Chicago Theatre Review

Chicago Theatre Review

Old-Fashioned Theater Meets Modern Themes in Beyond the Garden Gate.

April 15, 2024 Reviews Comments Off on Old-Fashioned Theater Meets Modern Themes in Beyond the Garden Gate.

On April 12, 2024, The Imposters Theatre Company debuted their new production, BEYOND THE GARDEN GATE, written by Mallory Swisher and directed by Stefan Rosen.

An ambitious, creative project, Beyond the Garden Gate tells the story of two sisters who came of age listening to the simultaneously comforting and unsettling fairytales of their grandmother. Now adults, the sisters are living through Grandma’s stories once again in a very unexpected and real way. When Maeve moves in with their grandmother, ostensibly to care for her ailing health, her younger sister Kat learns that Maeve has become entrenched in solving the mystery at the heart of the stories they always took for fantasy. As Grandma’s health continues to deteriorate, Maeve becomes convinced that defeating the curse echoed throughout the old fairytales will restore her Grandma’s vitality. Venturing into the world hidden beneath the garden at the edges of their backyard, Kat will follows her sister down the rabbit hole to the depths of the darkest fairytale. There, they face the darkness encroaching and the darkness within.

The Crosby Theater at the Den on Milwaukee is an intimate, black box theater, with roughly 60 seats. It was packed on opening night with an excited and supportive audience.

--- Objectives ---
A: Reproduce a passage of the theater review word for word, starting at "On April 12, 2024, The" and stopping after "by Stefan Rosen.".
B: Carry the theater review forward from its last sentence with the text that should come next.

--- Material supplied ---
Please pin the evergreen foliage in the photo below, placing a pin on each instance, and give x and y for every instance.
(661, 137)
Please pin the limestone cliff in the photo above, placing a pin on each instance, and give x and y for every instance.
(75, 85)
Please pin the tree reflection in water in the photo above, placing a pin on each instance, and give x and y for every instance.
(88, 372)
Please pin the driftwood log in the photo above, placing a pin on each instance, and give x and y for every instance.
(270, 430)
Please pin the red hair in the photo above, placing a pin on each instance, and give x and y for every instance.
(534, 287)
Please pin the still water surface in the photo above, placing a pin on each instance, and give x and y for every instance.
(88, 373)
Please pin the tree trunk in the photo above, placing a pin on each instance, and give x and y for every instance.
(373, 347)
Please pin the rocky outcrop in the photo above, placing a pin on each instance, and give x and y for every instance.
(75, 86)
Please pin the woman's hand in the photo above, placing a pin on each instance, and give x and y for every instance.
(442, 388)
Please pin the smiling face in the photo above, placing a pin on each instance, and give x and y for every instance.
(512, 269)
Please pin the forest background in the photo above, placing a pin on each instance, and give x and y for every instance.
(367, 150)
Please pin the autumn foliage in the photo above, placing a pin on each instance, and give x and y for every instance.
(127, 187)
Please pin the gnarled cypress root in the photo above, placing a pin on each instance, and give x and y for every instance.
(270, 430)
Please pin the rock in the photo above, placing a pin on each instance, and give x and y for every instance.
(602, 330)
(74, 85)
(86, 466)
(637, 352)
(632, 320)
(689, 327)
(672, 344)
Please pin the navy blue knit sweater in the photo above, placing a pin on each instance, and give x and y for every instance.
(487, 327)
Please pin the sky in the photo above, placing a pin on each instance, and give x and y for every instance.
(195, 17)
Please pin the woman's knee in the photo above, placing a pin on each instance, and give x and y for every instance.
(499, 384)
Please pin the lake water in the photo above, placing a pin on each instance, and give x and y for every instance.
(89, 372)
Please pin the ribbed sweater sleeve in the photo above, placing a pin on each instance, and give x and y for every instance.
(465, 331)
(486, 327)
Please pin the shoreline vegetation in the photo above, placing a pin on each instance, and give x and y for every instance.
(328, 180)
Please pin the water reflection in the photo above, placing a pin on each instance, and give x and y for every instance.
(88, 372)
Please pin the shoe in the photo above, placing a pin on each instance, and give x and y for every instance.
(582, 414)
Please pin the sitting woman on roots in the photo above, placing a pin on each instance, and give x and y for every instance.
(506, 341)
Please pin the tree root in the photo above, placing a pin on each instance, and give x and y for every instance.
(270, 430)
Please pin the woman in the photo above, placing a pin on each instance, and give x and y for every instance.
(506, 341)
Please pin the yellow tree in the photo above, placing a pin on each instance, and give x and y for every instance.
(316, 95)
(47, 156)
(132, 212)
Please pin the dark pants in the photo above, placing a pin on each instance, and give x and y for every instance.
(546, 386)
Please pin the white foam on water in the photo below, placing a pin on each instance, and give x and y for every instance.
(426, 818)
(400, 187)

--- Answers given ---
A:
On April 12, 2024, The Imposters Theatre Company debuted their new production, BEYOND THE GARDEN GATE, written by Mallory Swisher and directed by Stefan Rosen.

B:
Set Designer and Technical Director Ethan Gasbarro did a wonderfull job with the staging, building a fairyland out of scant props, lights, and sound. Shades of green, gold and brown infuse the room the moment you enter. Puppet Designer Elyse Estes, and Props/SFX Designers Jessica Miller and Jackie Bobbitt demonstrated what can be done with a small space and a small budget. Shadow puppets were used to great effect as monsters and to convey movement. The sound design was appropriately creepy, with lots of echoes and repetition. The ensemble, or Fey, gleefully dove into their roles as dancing, creepy, hobgoblins, and Annika Anderson provided music live with a violin and some slightly inhuman looking dance moves.

The story opens when Kat (Maria Clara Ospina) comes to visit her grandmother (Hilary Sanzel), only to discover that her older sister, Maeve (Eliana Deckner-Glick) has been hiding out after dropping out of art school. She also claims to be helping their grandmother, who’s health has been mysteriously declining, by visiting the fairyland of their youth; a place that turns out to be very real, very dark, and very familiar to grandma.

Against her better judgement, Kat follows Maeve into the Land of the Fey, and discovers what she is made of. The story is a hodge-podge of familiar fantasy and coming-of-age tropes, with one sister the rule follower and one the rebel, overcoming self doubt, facing the truth about oneself, and women coming together to save themselves, and each other.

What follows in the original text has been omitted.